— Task instructions —
What lines in the entries below contain the word "skateboard"? Copy all of them.

— Record excerpts —
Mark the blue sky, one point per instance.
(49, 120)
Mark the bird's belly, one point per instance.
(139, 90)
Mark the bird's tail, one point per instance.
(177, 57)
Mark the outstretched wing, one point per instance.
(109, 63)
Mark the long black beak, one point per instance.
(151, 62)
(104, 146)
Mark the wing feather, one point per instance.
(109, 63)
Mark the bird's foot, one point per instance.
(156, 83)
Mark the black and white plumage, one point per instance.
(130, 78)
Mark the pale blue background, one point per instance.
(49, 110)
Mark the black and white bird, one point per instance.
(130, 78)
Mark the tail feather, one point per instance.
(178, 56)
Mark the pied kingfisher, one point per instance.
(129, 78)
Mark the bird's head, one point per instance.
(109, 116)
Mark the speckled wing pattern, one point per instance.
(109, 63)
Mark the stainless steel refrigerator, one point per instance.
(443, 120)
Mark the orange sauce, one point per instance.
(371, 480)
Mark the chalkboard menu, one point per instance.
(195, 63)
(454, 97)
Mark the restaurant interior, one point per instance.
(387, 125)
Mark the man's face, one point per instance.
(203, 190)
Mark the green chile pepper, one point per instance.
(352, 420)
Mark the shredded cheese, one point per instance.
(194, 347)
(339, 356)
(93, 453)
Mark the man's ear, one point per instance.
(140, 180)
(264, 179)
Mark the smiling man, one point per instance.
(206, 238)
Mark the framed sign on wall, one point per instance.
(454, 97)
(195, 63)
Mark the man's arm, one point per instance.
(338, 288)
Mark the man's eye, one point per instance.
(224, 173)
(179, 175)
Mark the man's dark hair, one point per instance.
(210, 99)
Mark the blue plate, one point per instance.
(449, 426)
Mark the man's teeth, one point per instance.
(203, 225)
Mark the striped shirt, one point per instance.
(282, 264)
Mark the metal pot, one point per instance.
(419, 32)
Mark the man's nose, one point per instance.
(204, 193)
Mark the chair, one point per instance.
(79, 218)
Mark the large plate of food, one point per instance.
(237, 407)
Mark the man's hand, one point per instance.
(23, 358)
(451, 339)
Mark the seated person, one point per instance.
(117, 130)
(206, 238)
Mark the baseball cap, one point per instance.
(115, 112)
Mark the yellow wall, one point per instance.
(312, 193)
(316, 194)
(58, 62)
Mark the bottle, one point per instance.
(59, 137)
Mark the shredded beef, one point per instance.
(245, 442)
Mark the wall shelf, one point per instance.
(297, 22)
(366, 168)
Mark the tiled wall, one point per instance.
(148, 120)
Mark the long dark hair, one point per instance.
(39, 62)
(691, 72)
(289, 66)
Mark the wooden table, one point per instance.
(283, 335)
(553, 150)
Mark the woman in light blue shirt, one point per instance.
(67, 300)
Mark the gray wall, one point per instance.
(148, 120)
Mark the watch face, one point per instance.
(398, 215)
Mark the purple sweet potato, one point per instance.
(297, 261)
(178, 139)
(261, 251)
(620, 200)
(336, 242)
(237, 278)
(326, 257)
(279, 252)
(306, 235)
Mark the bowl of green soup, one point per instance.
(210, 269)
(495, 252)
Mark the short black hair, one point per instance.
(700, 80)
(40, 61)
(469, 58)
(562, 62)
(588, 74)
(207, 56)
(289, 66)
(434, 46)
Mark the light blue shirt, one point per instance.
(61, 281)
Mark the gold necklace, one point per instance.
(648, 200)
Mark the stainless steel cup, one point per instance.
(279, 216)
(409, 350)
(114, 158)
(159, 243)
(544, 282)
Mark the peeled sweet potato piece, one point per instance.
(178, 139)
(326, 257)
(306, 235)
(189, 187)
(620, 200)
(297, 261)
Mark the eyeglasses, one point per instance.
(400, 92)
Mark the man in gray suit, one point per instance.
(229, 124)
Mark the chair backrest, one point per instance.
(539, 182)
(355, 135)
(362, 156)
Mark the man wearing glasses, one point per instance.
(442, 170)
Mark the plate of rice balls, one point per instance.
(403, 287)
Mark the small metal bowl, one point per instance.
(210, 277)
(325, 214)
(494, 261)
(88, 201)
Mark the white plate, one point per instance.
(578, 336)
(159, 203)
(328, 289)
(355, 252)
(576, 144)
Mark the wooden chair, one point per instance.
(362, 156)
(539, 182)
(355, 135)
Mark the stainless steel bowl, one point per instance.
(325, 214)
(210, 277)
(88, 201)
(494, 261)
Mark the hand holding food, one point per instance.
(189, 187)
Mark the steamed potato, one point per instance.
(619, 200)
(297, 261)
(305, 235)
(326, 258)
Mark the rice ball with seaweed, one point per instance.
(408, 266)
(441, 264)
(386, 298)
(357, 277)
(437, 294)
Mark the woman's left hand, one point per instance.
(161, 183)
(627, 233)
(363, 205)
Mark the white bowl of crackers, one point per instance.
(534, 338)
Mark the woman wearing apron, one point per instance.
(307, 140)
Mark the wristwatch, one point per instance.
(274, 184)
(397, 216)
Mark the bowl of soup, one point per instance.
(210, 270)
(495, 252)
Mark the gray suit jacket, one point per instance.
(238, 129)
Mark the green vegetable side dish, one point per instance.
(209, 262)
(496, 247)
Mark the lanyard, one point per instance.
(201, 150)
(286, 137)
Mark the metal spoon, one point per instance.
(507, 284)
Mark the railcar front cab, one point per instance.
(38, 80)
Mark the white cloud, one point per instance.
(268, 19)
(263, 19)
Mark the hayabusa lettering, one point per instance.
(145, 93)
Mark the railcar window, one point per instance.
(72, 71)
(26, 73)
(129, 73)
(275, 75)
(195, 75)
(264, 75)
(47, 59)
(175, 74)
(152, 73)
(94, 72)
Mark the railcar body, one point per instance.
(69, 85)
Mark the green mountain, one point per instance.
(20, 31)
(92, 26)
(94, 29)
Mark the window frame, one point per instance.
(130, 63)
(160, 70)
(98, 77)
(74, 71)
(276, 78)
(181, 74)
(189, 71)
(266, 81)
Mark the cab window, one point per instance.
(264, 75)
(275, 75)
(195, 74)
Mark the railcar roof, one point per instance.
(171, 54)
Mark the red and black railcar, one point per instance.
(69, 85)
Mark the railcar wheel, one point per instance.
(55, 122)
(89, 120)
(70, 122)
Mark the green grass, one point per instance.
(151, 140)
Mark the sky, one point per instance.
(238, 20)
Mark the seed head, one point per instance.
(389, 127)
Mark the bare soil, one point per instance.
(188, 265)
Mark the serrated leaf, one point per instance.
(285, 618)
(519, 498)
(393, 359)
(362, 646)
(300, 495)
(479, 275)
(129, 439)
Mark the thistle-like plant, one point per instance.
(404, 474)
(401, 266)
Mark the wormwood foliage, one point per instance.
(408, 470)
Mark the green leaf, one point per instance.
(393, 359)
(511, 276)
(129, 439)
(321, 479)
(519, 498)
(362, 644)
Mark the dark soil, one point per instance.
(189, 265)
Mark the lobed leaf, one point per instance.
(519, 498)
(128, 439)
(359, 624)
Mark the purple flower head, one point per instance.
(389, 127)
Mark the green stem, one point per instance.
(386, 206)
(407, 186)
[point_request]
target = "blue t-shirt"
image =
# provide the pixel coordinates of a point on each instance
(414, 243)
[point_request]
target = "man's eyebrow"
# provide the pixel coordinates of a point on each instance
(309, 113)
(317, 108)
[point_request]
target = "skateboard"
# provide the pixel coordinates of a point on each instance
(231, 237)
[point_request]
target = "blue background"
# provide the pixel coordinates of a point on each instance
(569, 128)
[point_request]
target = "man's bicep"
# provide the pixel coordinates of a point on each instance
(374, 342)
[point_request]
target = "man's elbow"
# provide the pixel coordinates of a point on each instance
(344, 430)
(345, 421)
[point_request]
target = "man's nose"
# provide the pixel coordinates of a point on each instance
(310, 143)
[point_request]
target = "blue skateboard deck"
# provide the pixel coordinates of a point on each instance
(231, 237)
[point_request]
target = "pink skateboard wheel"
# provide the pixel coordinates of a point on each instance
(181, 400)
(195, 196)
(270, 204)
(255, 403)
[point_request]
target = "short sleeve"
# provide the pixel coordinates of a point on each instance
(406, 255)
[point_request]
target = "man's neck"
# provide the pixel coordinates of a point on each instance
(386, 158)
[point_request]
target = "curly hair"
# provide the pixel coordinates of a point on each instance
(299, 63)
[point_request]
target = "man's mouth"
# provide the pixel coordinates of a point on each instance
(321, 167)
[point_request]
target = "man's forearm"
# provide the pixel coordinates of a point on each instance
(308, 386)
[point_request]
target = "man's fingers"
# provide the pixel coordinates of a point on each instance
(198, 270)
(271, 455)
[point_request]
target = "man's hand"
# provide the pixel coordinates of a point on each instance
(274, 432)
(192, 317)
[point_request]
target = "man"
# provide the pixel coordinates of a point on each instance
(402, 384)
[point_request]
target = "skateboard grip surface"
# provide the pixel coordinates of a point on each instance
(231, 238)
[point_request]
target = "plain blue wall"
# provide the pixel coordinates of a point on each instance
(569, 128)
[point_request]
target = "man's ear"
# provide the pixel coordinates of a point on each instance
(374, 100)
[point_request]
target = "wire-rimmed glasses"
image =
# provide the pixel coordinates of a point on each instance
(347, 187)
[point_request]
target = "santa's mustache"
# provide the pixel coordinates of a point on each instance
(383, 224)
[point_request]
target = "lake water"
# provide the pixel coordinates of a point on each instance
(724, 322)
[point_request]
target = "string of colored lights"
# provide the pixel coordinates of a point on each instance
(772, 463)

— Exercise solution —
target = "skateboard"
target = "blue skateboard deck"
target = "pink skateboard wheel"
target = "skateboard grip surface"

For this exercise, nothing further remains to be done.